*PROBLEM DESCRIPTION:*
Collect every line in the records below that contains the word "hair".

*Dataset rows on where objects appear:*
* * * * *

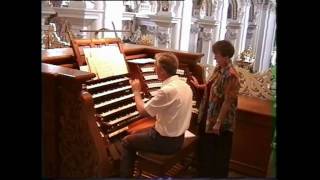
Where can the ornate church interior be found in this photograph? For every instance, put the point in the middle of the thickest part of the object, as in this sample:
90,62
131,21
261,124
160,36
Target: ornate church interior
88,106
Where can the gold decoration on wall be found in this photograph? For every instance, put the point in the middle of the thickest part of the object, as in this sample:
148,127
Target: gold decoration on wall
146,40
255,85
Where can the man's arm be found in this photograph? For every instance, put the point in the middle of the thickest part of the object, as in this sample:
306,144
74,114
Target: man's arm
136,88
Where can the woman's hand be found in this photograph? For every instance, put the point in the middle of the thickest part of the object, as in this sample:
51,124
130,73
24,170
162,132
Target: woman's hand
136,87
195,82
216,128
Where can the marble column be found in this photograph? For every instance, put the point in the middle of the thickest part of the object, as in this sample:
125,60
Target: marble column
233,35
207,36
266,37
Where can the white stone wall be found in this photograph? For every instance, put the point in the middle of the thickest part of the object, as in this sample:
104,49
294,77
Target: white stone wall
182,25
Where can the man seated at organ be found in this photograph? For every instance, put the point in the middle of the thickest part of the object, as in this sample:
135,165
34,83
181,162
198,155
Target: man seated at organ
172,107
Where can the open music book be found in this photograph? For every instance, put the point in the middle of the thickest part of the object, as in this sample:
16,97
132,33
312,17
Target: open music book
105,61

* * * * *

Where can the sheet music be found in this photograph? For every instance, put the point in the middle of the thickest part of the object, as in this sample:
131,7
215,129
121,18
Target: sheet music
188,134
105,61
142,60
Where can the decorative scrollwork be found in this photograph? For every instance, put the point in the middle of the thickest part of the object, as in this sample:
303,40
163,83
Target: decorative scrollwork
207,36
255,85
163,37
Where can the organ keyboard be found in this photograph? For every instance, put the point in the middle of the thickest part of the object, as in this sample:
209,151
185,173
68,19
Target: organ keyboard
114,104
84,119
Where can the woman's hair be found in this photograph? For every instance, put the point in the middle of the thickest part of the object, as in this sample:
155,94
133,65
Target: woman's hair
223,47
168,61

* * * * *

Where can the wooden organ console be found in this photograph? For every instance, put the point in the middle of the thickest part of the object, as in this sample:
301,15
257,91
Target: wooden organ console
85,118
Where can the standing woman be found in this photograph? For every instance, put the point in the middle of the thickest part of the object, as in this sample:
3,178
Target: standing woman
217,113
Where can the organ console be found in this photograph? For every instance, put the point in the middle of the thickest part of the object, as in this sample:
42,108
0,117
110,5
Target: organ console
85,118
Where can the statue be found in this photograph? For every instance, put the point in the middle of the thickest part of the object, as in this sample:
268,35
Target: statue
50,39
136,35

* * * * *

*RESPONSE TO THIS TASK:*
Where can the woman's hair be found in this photograph? For every instance, put the point in the middle of the thickest part of the object, as in this sample:
Target: woman's hair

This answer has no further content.